In Defense of Slavery

One century ago there were plenty of Americans who spoke and wrote in defense of the institution of human slavery. There was a wealth of literature designed to prove not merely that slavery was a necessary evil which could be eradicated only at the cost of a social and economic convulsion, but that it was a positive good, a proper way to get the world’s work done. To a comparatively large proportion of Americans this argument seemed logical and convincing.

Then came the Civil War, and slavery went out of existence. It died for a number of reasons, one of them apparently being that it was the one human institution on earth that could not be defended by force of arms, a bigger one perhaps lying in the fact that it simply could not be an enduring foundation for what, after all, was by its origins and its traditions a free society. When slavery died, the attempts to justify it died. American society followed a new line of development, and the impassioned, laboriously reasoned literature which had grown up in slavery’s defense became meaningless.

But the course the world has followed in the past century has not quite been the one that seemed inevitable in the unquiet and exhausted dawn that followed Appomattox. Then the individual man’s right to be complete master of his own fate looked like a thing guaranteed forever. It was not possible to see that within one hundred years there would be slave societies of a new kind, as coercive and restrictive as anything the cotton belt ever knew, taking on an air of permanence and engendering their own abundant literature of justification.
........
GIVEN EXERCISE A -
Retype the entries under Lines of data character for character, leaving the pictures out of your answer.
The entries that come next have no connection to the passage above.

Lines of data -
........
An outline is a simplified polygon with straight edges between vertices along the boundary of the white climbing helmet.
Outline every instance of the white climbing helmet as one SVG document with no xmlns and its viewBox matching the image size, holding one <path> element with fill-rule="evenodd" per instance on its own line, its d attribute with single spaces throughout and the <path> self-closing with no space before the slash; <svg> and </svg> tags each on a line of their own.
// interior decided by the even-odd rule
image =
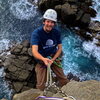
<svg viewBox="0 0 100 100">
<path fill-rule="evenodd" d="M 54 22 L 57 22 L 57 12 L 55 10 L 53 10 L 53 9 L 48 9 L 44 13 L 43 18 L 52 20 Z"/>
</svg>

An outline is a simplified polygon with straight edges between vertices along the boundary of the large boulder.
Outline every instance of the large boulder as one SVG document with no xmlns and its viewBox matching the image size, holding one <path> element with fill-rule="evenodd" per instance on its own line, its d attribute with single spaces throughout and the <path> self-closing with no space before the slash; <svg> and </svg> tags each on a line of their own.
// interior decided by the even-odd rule
<svg viewBox="0 0 100 100">
<path fill-rule="evenodd" d="M 25 87 L 35 87 L 35 61 L 27 40 L 13 45 L 9 54 L 2 54 L 0 56 L 0 64 L 4 66 L 5 78 L 12 81 L 11 86 L 15 92 L 24 91 L 26 90 Z"/>
</svg>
........
GIVEN EXERCISE B -
Say whether each statement agrees with the passage on the defense of slavery, answering yes or no and quoting the deciding words: (i) some Americans argued that slavery was a positive good; (ii) the literature defending slavery kept its meaning after slavery ended; (iii) people after Appomattox could foresee new slave societies within a century.

COMPLETE OUTPUT A -
An outline is a simplified polygon with straight edges between vertices along the boundary of the white climbing helmet.
Outline every instance of the white climbing helmet as one SVG document with no xmlns and its viewBox matching the image size, holding one <path> element with fill-rule="evenodd" per instance on its own line, its d attribute with single spaces throughout and the <path> self-closing with no space before the slash; <svg> and </svg> tags each on a line of their own.
// interior decided by the even-odd rule
image =
<svg viewBox="0 0 100 100">
<path fill-rule="evenodd" d="M 54 22 L 57 22 L 57 12 L 55 10 L 53 10 L 53 9 L 48 9 L 44 13 L 43 18 L 52 20 Z"/>
</svg>

An outline is a simplified polygon with straight edges between vertices along the boundary of the large boulder.
Outline every instance of the large boulder as one SVG document with no xmlns and its viewBox matching the image size, holding one <path> element with fill-rule="evenodd" per instance on its own line, its d attribute with single spaces throughout and the <path> self-closing with no space before the slash; <svg> and </svg> tags each on a line of their own.
// interior decided by the even-odd rule
<svg viewBox="0 0 100 100">
<path fill-rule="evenodd" d="M 25 87 L 35 87 L 35 61 L 27 40 L 13 45 L 9 54 L 2 54 L 0 56 L 0 64 L 4 66 L 5 78 L 12 81 L 11 86 L 15 92 L 24 91 L 26 90 Z"/>
</svg>

COMPLETE OUTPUT B -
(i) Yes: "but that it was a positive good, a proper way to get the world’s work done."
(ii) No: "the impassioned, laboriously reasoned literature which had grown up in slavery’s defense became meaningless."
(iii) No: "It was not possible to see that within one hundred years there would be slave societies of a new kind"